**Work to complete:**
Copy out all of the records below, word for word.
'''
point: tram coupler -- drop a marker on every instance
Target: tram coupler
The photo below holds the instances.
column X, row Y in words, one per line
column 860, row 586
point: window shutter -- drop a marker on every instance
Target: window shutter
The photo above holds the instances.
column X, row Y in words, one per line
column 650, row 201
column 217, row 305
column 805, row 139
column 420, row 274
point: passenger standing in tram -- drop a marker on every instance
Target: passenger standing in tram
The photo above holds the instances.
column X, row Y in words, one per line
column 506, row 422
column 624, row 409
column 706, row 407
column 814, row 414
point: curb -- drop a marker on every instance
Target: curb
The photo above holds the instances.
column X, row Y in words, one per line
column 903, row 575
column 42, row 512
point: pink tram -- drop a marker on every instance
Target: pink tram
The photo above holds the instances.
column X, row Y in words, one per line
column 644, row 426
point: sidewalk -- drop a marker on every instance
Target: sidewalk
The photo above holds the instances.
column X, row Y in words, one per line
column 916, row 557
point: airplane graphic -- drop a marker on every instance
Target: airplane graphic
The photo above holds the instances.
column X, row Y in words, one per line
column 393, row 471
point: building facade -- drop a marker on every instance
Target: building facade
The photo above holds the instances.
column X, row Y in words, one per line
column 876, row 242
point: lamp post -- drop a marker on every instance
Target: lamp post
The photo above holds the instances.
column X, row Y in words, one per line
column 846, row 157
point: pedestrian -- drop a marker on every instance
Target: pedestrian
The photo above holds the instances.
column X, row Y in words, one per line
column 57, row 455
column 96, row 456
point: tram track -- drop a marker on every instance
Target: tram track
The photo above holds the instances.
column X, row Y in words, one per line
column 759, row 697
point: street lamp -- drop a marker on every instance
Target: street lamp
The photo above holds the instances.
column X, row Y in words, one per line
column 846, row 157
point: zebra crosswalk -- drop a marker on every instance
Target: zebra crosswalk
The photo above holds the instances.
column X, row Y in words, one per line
'''
**Answer to this task:**
point: tram coupler -- drop a marker on every instance
Target: tram coupler
The photo below holds the instances.
column X, row Y in words, one per line
column 860, row 586
point: window shutter -- drop a marker on every instance
Target: window shutter
The photo above holds the instances.
column X, row Y in words, one per line
column 650, row 201
column 217, row 305
column 805, row 139
column 420, row 274
point: passenger standing in tram -- drop a marker on every instance
Target: passenger standing in tram
The photo above holds the instances.
column X, row Y in words, one per line
column 506, row 422
column 624, row 409
column 706, row 407
column 814, row 414
point: curb -- drop a marker on every instance
Target: curb
The photo above holds the instances.
column X, row Y in words, one per line
column 903, row 575
column 42, row 512
point: pink tram -- drop a marker on every instance
Target: pink tram
The photo above holds the instances.
column X, row Y in words, one per line
column 644, row 426
point: sidewalk -- drop a marker on every instance
Target: sidewalk
The photo above holds the instances.
column X, row Y in words, one per line
column 916, row 557
point: airplane graphic -- drop a marker on every instance
Target: airplane graphic
The photo above holds the instances.
column X, row Y in words, one per line
column 393, row 471
point: building facade -- drop a marker on every instance
Target: building facade
The photo above holds the instances.
column X, row Y in words, one per line
column 876, row 242
point: lamp post -- drop a marker on every instance
Target: lamp post
The photo above holds the instances.
column X, row Y in words, one per line
column 846, row 157
point: pedestrian -- drop a marker on every instance
Target: pedestrian
The photo above holds the instances.
column X, row Y in words, one per line
column 57, row 455
column 96, row 456
point: tram track -- drop a marker on every instance
Target: tram track
The photo above holds the instances.
column X, row Y in words, one per line
column 759, row 697
point: street lamp -- drop a marker on every instance
Target: street lamp
The photo above holds the instances.
column X, row Y in words, one per line
column 846, row 157
point: zebra crosswalk -- drop a marker on every instance
Target: zebra crosswalk
The photo above holds the instances.
column X, row Y in words, one per line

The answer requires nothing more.